El toro es el único que no sabe que va a morir. Esa es su tragedia, su desamparo. Pero también el torero está solo, y nadie puede ayudarlo allí. Dos soledades se enfrentan en una coreografía de dominación, brutal y sexual. El animal, poderoso y desesperado, responde con fuerza y miedo, pero también con una obediencia involuntaria en la que cada movimiento y cada choque de cuerpos es una tensión cargada de erotismo. Una energía que brota del control y la resistencia, del miedo y la fuerza, del roce de carne y músculo. Bestia contra bestia. En su inocencia fatal, el toro roza una paradójica forma de inmortalidad. No teme la muerte porque no la conoce; su fuerza es pura, su entrega total. El torero, en cambio, lucha sabiendo que puede morir, y en esa conciencia se cifra la diferencia entre el instinto y la tragedia. ¿Quién es, entonces, más libre dentro del ruedo?
Esta intensidad solo podía captarse en un documental. El cine puede mostrarnos gladiadores romanos, ejércitos medievales o batallas espaciales, pero un toro y un torero en la arena no admiten la ficción. No hay actor capaz de interpretar esa espera, ese cálculo en el que se juega la vida. Aquí cobra sentido lo que Bazin llamaba el montaje prohibido: el plano y el contraplano, la ilusión dramática, destruirían la esencia de lo que vemos, porque el misterio del toreo está en la continuidad real de los cuerpos en tensión, en la posibilidad concreta de la muerte.
•••••
Ejercicios:
[1] Transcribe sin cambios la parte del fragmento sobre el toreo que empieza en "El toro es el" y termina en "dentro del ruedo?".
[2] Sigue escribiendo el fragmento sobre el toreo desde el punto en que se detiene.
Los registros no tienen ninguna relación con el fragmento sobre el toreo.

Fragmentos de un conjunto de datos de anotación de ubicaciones
•••••
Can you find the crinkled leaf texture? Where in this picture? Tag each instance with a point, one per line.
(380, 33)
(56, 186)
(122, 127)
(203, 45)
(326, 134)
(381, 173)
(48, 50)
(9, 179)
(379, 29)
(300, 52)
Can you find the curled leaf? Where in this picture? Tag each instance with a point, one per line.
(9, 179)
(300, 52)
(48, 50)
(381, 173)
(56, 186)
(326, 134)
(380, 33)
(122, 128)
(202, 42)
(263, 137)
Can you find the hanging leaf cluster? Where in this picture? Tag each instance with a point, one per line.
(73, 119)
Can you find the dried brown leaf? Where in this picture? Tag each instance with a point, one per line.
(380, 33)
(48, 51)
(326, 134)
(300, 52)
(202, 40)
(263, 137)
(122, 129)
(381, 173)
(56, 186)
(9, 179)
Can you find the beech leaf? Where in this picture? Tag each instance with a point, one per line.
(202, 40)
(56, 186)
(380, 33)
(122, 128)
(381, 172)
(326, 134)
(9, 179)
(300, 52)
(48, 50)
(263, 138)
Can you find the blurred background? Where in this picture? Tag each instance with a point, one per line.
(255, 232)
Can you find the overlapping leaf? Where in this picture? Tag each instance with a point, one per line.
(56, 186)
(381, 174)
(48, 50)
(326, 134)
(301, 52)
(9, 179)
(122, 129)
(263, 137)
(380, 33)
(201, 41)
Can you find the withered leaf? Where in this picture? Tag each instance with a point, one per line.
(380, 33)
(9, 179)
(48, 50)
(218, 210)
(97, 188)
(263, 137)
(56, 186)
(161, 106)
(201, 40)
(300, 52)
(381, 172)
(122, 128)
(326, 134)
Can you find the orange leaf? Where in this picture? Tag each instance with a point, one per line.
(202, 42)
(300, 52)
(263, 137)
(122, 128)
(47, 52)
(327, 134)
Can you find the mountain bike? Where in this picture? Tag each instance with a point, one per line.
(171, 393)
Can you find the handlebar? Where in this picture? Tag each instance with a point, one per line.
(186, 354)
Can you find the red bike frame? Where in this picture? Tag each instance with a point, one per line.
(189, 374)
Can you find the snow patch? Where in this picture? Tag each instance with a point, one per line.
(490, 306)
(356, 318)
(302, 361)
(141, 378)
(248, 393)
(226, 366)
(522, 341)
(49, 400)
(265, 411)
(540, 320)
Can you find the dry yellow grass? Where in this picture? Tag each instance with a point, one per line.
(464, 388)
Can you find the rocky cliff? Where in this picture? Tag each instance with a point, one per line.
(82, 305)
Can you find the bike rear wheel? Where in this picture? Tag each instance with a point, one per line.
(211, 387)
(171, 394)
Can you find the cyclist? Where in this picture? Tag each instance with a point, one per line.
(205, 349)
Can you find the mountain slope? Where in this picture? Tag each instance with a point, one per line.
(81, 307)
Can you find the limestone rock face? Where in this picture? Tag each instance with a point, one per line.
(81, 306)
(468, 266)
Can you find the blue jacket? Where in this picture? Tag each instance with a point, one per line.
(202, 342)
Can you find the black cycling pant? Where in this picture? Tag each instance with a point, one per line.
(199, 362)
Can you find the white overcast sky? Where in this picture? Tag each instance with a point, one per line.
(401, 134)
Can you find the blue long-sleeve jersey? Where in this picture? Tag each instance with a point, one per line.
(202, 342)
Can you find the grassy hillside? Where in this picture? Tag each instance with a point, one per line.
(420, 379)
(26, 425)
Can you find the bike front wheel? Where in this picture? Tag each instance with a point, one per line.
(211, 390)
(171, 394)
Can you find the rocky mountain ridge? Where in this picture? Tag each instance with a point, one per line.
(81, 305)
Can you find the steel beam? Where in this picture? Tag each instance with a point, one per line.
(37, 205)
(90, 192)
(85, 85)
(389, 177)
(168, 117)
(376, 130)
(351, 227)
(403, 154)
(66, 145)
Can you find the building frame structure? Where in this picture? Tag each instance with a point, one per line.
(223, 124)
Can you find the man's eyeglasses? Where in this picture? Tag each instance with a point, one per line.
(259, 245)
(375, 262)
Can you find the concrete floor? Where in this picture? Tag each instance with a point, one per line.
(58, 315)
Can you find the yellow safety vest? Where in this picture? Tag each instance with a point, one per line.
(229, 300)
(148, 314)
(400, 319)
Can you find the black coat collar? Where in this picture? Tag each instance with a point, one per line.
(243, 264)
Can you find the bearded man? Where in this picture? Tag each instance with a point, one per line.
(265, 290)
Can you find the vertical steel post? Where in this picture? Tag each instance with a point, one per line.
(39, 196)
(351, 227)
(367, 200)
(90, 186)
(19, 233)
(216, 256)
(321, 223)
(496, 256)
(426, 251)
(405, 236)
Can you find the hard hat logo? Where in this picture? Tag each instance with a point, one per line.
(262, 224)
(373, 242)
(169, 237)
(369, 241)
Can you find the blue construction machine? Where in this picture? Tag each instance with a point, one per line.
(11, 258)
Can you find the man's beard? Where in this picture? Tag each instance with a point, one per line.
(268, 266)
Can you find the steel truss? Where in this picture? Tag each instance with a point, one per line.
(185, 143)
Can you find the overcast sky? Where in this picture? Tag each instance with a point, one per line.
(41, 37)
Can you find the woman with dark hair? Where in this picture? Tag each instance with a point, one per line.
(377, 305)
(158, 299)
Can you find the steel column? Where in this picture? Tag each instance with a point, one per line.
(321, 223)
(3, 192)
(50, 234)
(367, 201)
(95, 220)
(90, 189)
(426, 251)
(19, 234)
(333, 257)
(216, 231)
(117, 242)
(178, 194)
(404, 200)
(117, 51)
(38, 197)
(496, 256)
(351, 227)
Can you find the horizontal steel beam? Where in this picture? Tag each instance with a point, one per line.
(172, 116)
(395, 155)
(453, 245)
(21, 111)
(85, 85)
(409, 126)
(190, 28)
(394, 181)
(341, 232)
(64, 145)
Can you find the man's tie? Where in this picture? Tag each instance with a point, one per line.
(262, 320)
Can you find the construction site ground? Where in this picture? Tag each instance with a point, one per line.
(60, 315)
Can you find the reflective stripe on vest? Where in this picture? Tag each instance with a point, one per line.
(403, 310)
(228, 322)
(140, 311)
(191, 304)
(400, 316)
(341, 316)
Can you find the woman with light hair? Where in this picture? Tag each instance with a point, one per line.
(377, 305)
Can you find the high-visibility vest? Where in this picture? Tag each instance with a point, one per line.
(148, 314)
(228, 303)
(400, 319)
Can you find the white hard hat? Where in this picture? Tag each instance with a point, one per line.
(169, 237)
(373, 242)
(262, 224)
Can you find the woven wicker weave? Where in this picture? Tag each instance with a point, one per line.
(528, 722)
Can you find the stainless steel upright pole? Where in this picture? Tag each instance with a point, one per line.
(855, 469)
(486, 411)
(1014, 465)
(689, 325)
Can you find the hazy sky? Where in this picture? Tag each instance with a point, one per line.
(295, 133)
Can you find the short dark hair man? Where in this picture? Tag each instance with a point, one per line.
•••••
Respuestas por ejercicio:
[1]
El toro es el único que no sabe que va a morir. Esa es su tragedia, su desamparo. Pero también el torero está solo, y nadie puede ayudarlo allí. Dos soledades se enfrentan en una coreografía de dominación, brutal y sexual. El animal, poderoso y desesperado, responde con fuerza y miedo, pero también con una obediencia involuntaria en la que cada movimiento y cada choque de cuerpos es una tensión cargada de erotismo. Una energía que brota del control y la resistencia, del miedo y la fuerza, del roce de carne y músculo. Bestia contra bestia. En su inocencia fatal, el toro roza una paradójica forma de inmortalidad. No teme la muerte porque no la conoce; su fuerza es pura, su entrega total. El torero, en cambio, lucha sabiendo que puede morir, y en esa conciencia se cifra la diferencia entre el instinto y la tragedia. ¿Quién es, entonces, más libre dentro del ruedo?

[2]
El montaje —creador abstracto de sentido— no puede sustituir la simultaneidad concreta de lo real. Si el toro y el torero se mostraran en plano y contraplano vivirían separados, convertidos en ilusiones narrativas. Cuando lo esencial de un suceso depende de la presencia simultánea de las fuerzas en juego, cortar sería traicionar.

Hay una frase que se repite como un grito de guerra entre la cuadrilla de Roca Rey, y que funciona como arenga para darse ánimo, pero también para festejar la victoria: «la vida no vale nada, la vida no vale nada». No es un simple desprecio por la vida, ni la temeridad de un suicida, es, más bien, una puesta en cuestión; poner en juego la vida para darle su verdadero valor. La vida en sí misma no vale nada si no se la arriesga por algo más trascendente, y se convierte entonces en materia para el sacrificio, para la gloria o para la muerte. La vida vale en tanto que puede perderse.
Muy pronto en la película entendemos la gravedad del asunto. En un recurso de montaje astuto y cruel, Albert Serra nos muestra ya en la primera corrida una cornada: el toro levanta al torero, lo revuelca por los aires y lo hiere seriamente. Al ubicar la caída al principio, Serra introduce el azar como una ley secreta que organiza toda la película. Nunca más vemos una corrida neutra: cada una arrastra el peso de esa primera herida, de esa posibilidad de muerte inmediata. Después de esa cornada, cada plano resuena con un eco constante que dice: «puede volver a pasar». Y esa memoria activa funciona como un montaje paralelo invisible, que la película no muestra, pero que todos llevamos dentro.
Roca Rey, el torero elegido por Serra, aparece como un hombre pausado y enigmático, con una calma que roza lo idiota, con unos ojos fijos en todo y en nada, como aquellos de una estatua. Rasgos que no son pose, sino exigencia: en una profesión donde cada movimiento puede costar la vida, la serenidad es una forma de supervivencia. Apenas lo escuchamos hablar y nunca lo vemos en actividades triviales: cualquier banalidad —como mostrarlo desayunando en chancletas— habría hecho estallar el artefacto estético que Serra construye con precisión.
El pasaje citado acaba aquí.